* [SHORT PROBLEM] Write out the rows again, starting with the line containing "point_to(query) locates the reddish-brown" and going on through the line containing "x=148, y=95", swapping "front leg" for "foreleg" and keeping everything else the same.

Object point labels

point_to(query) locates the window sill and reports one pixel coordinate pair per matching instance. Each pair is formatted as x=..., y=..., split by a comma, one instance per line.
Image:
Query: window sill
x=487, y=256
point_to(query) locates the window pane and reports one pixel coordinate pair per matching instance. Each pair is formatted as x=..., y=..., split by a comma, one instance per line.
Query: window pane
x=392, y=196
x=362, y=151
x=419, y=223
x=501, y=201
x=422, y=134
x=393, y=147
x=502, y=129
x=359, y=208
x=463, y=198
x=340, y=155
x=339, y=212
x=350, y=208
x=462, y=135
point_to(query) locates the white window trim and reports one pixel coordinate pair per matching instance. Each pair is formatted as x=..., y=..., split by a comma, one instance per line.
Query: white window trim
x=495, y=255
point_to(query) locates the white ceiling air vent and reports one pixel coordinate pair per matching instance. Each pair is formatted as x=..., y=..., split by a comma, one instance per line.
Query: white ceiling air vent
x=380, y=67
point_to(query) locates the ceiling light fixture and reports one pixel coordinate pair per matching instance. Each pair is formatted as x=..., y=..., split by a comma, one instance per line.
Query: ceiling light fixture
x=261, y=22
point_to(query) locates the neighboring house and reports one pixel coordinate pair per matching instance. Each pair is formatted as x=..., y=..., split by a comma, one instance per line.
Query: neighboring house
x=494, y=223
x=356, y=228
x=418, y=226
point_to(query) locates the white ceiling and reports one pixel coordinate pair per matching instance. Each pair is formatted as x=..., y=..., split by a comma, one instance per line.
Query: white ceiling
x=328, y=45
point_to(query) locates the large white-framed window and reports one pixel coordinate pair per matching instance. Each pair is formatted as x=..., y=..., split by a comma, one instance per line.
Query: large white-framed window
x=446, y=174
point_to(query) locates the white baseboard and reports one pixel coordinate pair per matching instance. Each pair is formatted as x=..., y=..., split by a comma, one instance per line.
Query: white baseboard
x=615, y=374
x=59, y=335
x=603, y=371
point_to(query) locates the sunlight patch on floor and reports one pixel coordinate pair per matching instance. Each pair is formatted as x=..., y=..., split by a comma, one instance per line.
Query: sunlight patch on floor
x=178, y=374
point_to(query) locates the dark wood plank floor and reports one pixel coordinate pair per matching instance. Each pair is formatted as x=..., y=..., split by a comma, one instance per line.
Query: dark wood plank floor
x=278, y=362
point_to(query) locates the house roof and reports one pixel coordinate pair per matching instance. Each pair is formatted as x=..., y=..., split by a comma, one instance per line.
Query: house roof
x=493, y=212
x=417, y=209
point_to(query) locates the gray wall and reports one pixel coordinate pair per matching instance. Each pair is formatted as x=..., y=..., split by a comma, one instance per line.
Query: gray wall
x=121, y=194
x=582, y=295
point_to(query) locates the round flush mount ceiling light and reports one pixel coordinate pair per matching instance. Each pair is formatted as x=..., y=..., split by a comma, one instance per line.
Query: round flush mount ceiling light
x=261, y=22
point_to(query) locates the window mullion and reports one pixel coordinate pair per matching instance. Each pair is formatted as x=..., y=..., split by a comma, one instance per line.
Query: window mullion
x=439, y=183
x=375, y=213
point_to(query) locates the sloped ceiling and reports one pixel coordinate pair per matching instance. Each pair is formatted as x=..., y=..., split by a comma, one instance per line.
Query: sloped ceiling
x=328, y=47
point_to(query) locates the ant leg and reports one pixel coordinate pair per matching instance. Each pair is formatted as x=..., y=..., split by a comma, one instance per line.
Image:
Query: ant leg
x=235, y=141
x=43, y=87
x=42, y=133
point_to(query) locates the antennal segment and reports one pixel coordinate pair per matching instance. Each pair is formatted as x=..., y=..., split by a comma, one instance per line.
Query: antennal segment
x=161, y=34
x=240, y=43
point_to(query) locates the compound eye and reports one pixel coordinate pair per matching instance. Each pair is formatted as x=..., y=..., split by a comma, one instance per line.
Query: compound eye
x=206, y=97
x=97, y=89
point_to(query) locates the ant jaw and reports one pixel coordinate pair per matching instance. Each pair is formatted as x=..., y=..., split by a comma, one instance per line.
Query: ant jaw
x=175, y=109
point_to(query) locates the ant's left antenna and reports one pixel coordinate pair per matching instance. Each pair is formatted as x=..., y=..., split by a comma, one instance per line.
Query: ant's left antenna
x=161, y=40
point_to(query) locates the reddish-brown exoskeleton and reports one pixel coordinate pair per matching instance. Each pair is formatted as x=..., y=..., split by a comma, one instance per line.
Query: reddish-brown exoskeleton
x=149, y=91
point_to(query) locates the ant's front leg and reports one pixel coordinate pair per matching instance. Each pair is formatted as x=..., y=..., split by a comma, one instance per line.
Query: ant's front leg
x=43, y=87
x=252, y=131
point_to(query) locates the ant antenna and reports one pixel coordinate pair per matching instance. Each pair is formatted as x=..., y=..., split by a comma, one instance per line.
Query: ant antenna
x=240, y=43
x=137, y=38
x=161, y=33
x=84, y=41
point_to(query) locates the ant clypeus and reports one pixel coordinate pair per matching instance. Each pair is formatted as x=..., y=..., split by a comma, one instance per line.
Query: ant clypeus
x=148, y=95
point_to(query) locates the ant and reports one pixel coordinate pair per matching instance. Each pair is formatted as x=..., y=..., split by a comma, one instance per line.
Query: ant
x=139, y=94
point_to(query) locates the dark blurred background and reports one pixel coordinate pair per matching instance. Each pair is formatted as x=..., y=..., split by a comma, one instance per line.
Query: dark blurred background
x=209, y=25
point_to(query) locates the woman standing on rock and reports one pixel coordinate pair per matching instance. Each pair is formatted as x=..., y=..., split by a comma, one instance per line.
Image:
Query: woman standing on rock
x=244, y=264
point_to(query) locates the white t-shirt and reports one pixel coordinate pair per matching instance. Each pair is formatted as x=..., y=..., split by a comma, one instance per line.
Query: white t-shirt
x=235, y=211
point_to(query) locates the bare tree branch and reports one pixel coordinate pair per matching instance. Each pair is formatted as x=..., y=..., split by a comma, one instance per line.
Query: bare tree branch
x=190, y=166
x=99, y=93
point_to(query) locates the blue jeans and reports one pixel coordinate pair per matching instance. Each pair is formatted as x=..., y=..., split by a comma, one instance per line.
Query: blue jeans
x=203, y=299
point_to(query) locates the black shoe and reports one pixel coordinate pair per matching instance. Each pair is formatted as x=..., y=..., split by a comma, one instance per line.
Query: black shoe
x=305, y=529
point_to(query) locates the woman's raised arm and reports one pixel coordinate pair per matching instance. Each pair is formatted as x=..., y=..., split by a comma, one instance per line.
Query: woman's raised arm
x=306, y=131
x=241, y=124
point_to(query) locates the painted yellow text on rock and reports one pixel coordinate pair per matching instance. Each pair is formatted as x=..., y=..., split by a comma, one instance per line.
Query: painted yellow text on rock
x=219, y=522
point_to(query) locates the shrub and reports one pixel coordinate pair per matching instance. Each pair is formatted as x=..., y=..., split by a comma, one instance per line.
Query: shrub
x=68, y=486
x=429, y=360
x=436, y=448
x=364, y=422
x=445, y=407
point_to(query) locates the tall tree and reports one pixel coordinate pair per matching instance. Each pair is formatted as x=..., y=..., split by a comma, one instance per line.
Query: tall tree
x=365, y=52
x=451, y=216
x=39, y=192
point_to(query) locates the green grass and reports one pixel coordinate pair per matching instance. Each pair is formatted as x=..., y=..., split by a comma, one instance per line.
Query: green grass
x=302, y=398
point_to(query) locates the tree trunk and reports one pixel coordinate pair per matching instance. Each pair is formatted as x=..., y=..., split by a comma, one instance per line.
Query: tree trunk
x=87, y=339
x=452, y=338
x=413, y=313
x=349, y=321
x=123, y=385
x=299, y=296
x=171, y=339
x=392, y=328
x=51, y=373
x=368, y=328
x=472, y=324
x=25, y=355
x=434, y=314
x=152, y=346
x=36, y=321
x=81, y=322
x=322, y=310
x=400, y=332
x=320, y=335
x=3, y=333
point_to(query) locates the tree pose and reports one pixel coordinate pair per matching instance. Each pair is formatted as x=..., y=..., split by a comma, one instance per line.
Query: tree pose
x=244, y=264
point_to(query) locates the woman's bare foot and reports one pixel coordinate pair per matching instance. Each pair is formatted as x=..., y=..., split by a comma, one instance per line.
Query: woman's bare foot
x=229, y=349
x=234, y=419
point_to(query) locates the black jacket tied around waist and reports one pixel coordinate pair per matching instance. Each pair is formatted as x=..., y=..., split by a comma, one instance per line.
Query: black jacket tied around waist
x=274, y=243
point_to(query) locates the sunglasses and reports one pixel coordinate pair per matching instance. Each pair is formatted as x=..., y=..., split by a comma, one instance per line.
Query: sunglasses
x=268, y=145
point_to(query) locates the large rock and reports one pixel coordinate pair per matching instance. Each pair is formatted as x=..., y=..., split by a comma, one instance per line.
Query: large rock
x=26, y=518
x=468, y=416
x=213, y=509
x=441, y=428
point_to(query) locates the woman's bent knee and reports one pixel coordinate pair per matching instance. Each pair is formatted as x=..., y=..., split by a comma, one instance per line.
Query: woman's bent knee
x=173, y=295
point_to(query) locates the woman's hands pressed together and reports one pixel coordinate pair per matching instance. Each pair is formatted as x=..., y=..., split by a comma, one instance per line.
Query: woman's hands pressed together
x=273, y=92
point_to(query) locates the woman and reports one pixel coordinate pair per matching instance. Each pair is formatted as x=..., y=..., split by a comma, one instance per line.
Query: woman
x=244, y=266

* [WRITTEN REPLY]
point_to(query) locates the reddish-brown exoskeleton and reports one pixel coordinate pair per matching instance. Each pair is formatted as x=..., y=..., split by a comma, one instance per line.
Query: reddish-brown exoskeleton
x=149, y=91
point_to(query) locates the ant's foreleg and reports one pixel coordinate pair per matching instance. Each pair is formatted as x=..., y=..., split by a comma, one instance per line.
Query: ant's foreleg
x=43, y=87
x=252, y=131
point_to(query) locates the ant antenna and reports one pixel coordinate pair per matching instance. Each pair is formatted as x=..., y=..., split by a comma, one instance per line.
Query: ant antenna
x=240, y=43
x=137, y=38
x=161, y=33
x=84, y=41
point_to(query) locates the ant clypeus and reports one pixel coordinate pair per matching instance. Each pair is formatted as x=..., y=..., split by a comma, one instance per line.
Query: ant clypeus
x=148, y=95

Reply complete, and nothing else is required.